Point annotation dataset records:
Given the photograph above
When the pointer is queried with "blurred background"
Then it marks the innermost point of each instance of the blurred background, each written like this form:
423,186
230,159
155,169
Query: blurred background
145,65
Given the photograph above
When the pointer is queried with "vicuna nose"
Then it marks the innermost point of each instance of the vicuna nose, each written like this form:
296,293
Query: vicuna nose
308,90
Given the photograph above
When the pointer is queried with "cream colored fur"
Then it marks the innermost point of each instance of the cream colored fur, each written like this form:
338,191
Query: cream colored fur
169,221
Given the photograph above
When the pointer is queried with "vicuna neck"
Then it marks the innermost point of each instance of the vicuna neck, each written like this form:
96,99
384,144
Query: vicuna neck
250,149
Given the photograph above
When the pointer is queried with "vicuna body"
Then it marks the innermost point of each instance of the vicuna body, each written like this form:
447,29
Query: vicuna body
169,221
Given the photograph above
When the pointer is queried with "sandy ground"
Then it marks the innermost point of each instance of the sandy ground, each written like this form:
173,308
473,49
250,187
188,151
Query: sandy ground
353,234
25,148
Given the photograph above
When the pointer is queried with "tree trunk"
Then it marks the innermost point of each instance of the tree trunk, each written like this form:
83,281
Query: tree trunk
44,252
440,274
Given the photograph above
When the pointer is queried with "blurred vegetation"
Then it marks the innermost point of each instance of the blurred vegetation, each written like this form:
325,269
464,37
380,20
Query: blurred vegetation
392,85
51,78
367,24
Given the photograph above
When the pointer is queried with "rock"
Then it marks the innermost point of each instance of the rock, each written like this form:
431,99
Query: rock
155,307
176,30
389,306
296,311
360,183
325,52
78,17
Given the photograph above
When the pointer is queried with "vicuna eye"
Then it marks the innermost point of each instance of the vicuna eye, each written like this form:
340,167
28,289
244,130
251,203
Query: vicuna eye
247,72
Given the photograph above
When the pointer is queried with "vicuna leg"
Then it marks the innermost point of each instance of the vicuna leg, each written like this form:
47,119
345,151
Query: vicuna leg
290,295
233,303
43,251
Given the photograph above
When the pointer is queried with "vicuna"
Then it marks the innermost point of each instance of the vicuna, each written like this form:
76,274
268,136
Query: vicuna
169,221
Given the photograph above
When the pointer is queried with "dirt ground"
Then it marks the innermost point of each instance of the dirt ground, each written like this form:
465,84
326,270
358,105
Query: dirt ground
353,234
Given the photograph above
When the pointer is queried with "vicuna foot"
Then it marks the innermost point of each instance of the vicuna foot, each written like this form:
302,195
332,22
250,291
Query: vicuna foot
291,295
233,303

WHAT IS ASKED:
Transcribe the material above in its entirety. Match it exactly.

EXERCISE RESPONSE:
Given the photograph above
When the pointer is queried with "blurred background"
Then it marks the innermost point of each instance of the blurred background, each written like this form:
423,186
230,159
155,169
Query: blurred background
145,65
Given the photograph above
When the pointer is queried with "vicuna nose"
Then it marks the innermost point of each instance of the vicuna nose, each written like this form:
296,293
Query: vicuna nose
308,90
Given the photograph above
When the pointer is queried with "cream colored fur"
Then it marks the innermost point of each instance of the cream colored fur, each written like this form:
338,191
Query: cream colored fur
169,221
Given the photograph above
When the pointer is queried with "vicuna neck"
Then it marks the innermost point of each instance of the vicuna neck, each written like this form:
96,99
384,144
Query: vicuna neck
250,149
Given the photograph above
When the pointer is queried with "vicuna body"
Then it marks the innermost point of each instance of the vicuna body, each written like this form:
447,29
Query: vicuna body
169,221
Given the photograph above
When the pointer is queried with "sandy ground"
Then it marks the innermost point of each instance of the sandy ground, each written like this form:
173,308
473,49
250,187
188,151
Query: sandy ground
353,234
25,148
Given the photograph above
When the pointer is queried with "tree trunk"
Then it marks the innermost point of each instance of the tree trunk, each written like this form:
83,281
Query: tree trunk
44,252
440,274
Given the photograph above
When the pointer is queried with "blurred vegetation"
Then it marks the innermost point of each instance of the blurred vegetation, each written like this form:
325,269
464,37
380,20
Query: blurred vegetation
392,85
51,78
367,24
Given the photograph above
When the pointer is queried with "rock"
Then it marks the innermost point of each instance of the rock, each written like this form:
431,99
Query: rock
155,307
176,30
389,306
296,311
360,183
325,52
78,17
Given the photograph above
When the pointer is queried with "vicuna eye"
Then it marks the innermost point of each instance of the vicuna eye, each written like this form:
340,167
28,289
244,130
251,203
Query: vicuna eye
247,72
Given the photograph above
When the pointer is queried with "vicuna leg"
Then it marks the innermost point of each instance of the vicuna leg, each written like this form:
47,119
345,151
Query: vicuna leg
290,295
233,303
43,251
Given the photograph above
When the pointer is queried with "vicuna"
Then it marks the innermost point of each instance of the vicuna, each written like this form:
76,274
268,136
Query: vicuna
169,221
Given the photograph above
When the pointer is queried with "dirt ground"
Then it marks the innermost point of each instance of the dirt ground, each written like this form:
465,84
326,270
358,105
Query: dirt ground
353,234
Given the photograph above
When the pointer is queried with "vicuna foot"
Then it marks the innermost point of each instance of the vicuna foot, each written like this form:
302,195
332,22
250,291
Query: vicuna foot
291,295
233,303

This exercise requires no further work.